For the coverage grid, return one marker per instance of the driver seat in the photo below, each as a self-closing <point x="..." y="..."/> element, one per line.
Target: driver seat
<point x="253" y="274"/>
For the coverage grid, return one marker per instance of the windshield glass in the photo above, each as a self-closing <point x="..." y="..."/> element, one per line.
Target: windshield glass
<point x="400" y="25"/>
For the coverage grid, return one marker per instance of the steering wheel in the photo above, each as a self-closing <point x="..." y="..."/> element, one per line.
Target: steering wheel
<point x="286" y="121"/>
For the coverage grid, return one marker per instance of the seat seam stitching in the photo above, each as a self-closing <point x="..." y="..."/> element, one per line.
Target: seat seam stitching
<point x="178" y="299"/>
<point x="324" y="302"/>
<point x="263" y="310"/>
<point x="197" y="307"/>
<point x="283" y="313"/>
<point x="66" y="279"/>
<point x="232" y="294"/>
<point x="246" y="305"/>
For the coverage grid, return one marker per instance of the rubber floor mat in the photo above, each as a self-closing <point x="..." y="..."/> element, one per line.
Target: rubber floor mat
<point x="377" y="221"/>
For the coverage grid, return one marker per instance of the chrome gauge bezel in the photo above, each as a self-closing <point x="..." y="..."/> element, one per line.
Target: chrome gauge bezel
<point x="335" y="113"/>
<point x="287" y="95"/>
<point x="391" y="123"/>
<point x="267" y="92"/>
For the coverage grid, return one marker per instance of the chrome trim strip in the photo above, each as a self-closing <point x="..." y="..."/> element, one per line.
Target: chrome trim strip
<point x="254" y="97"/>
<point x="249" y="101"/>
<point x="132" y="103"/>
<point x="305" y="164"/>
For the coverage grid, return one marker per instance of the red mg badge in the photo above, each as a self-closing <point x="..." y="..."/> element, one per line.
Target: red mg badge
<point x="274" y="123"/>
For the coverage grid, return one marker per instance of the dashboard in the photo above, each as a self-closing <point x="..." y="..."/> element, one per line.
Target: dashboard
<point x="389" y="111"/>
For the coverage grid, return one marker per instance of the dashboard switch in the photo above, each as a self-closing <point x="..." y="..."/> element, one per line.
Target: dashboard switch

________________________

■ Short task ■
Starting at the line that contains "the dashboard in" and running through the end of the entries, write those lines out again, requests included, with every coordinate value in the answers shifted up by 25.

■ Expected answer ■
For the coverage grid, return one marker per instance of the dashboard in the photo above, each as a self-closing <point x="..." y="..."/> element, one per line.
Target: dashboard
<point x="414" y="136"/>
For the coverage grid, return one marker per instance of the dashboard switch in the photo above, each as a self-closing <point x="..." y="..."/> element, one per line.
Target: dashboard switch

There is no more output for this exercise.